──────── Records for processing ────────

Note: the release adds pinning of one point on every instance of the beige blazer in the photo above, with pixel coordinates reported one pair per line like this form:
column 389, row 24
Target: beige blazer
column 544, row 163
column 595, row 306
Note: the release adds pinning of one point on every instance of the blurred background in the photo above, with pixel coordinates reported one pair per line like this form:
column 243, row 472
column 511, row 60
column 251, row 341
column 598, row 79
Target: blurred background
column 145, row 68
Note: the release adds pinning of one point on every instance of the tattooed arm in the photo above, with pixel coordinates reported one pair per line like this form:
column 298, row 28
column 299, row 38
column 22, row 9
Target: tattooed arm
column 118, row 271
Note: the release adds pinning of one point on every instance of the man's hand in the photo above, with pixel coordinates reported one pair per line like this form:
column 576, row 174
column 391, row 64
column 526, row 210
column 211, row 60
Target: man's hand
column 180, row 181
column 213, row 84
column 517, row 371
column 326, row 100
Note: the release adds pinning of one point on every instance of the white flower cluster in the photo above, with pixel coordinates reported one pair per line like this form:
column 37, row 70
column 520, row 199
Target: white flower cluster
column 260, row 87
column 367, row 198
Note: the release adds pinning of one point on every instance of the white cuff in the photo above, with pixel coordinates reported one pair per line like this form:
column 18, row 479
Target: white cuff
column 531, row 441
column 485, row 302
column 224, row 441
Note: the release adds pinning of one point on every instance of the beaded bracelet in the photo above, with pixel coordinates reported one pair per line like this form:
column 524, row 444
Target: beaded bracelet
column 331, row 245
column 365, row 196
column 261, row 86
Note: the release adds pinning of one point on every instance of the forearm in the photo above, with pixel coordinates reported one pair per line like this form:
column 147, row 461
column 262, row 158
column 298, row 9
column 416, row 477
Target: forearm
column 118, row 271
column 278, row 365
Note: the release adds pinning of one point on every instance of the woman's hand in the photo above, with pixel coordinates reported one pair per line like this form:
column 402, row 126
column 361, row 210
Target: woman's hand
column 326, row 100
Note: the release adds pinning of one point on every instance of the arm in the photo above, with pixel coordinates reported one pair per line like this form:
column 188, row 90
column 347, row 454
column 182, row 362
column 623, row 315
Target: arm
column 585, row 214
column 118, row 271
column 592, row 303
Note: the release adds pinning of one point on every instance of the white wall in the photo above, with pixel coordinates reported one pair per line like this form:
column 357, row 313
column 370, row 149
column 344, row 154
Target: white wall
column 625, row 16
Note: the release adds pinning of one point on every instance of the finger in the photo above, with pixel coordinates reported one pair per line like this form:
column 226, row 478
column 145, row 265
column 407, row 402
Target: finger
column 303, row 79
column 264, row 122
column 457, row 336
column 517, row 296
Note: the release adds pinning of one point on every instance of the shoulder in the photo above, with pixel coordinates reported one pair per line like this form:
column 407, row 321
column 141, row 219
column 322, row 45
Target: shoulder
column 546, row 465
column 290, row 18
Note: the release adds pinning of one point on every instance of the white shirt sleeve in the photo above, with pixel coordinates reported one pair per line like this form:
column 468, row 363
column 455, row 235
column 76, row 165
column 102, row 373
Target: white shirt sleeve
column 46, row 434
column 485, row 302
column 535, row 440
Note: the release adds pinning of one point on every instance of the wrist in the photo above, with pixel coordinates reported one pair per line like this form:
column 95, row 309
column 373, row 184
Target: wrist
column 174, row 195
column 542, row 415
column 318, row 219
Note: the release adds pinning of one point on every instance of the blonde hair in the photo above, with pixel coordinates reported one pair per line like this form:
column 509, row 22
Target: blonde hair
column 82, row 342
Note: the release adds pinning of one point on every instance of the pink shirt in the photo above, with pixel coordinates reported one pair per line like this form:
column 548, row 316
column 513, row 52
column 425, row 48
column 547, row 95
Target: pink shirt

────────

**Exercise aim**: Output the lines above between the one holding "column 468, row 363" and the one holding "column 95, row 309", inclusive, with nothing before or after them.

**Response to the exercise**:
column 468, row 363
column 455, row 235
column 76, row 165
column 102, row 373
Target: white shirt sleeve
column 46, row 434
column 485, row 302
column 535, row 440
Note: the release adds pinning of one point on every instance of the wrist in the photo above, with pixel coordinates reported one pair per line like this form:
column 95, row 309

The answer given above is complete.